**Requirement**
Please rewrite the material, replacing every "place a point" with "mark a spot" and keeping all else unchanged. Leave the pictures out of your answer.

:: Materials provided

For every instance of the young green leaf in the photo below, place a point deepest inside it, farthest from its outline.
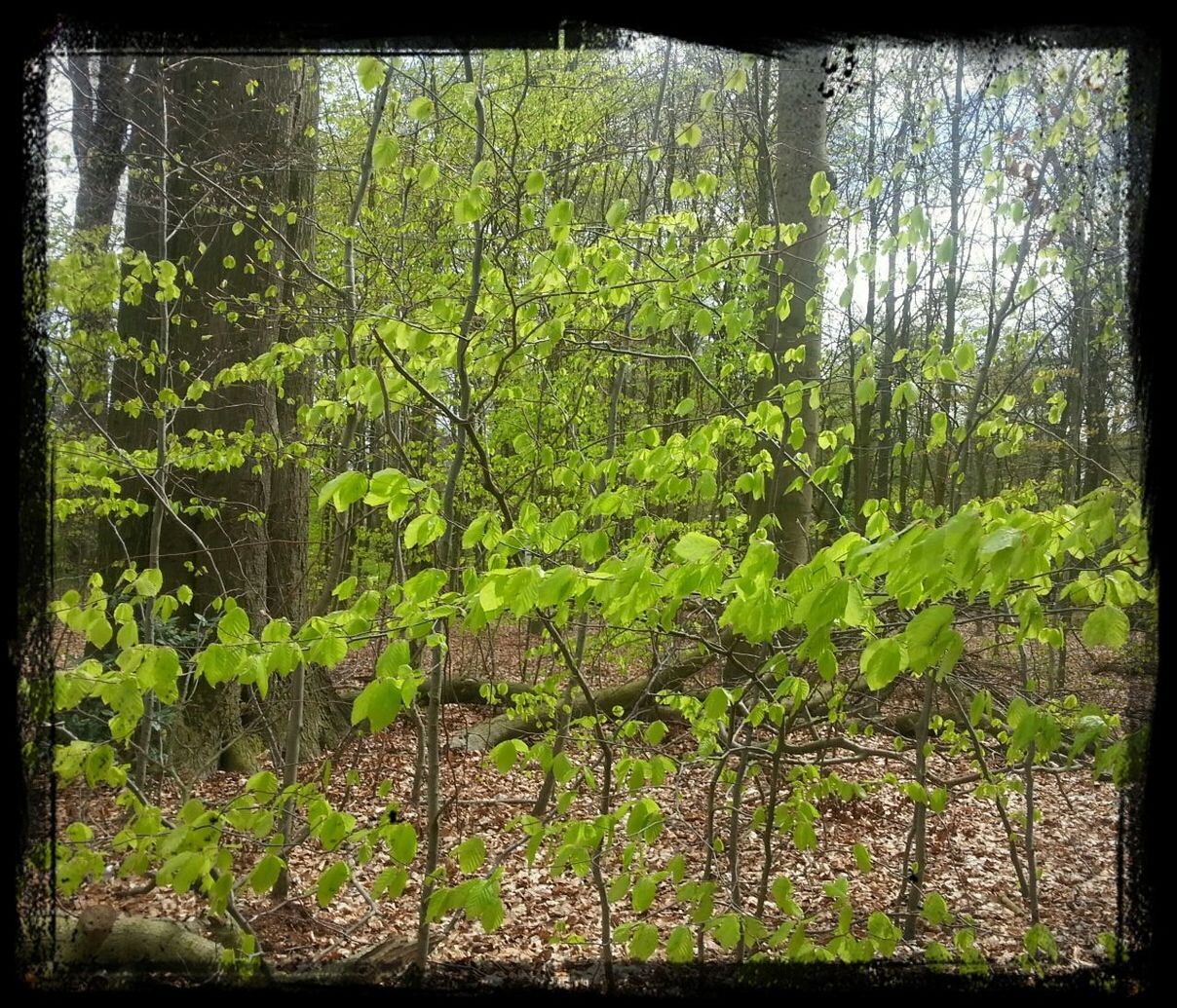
(331, 882)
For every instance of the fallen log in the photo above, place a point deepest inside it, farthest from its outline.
(629, 696)
(102, 938)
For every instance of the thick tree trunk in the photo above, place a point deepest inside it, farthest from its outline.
(801, 156)
(248, 513)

::::

**Result below**
For every instance of the young green leaf in the photo below, mark a spot deepest inside it, farthest from its outline.
(331, 882)
For every instance of the fallen log in the photo above, mark a spot deepest inside it, farthest from its outline.
(629, 696)
(102, 938)
For every instance of the thick tree trunk in the photo above, mark a spot deepest inside it, farthest from its outline.
(801, 156)
(248, 513)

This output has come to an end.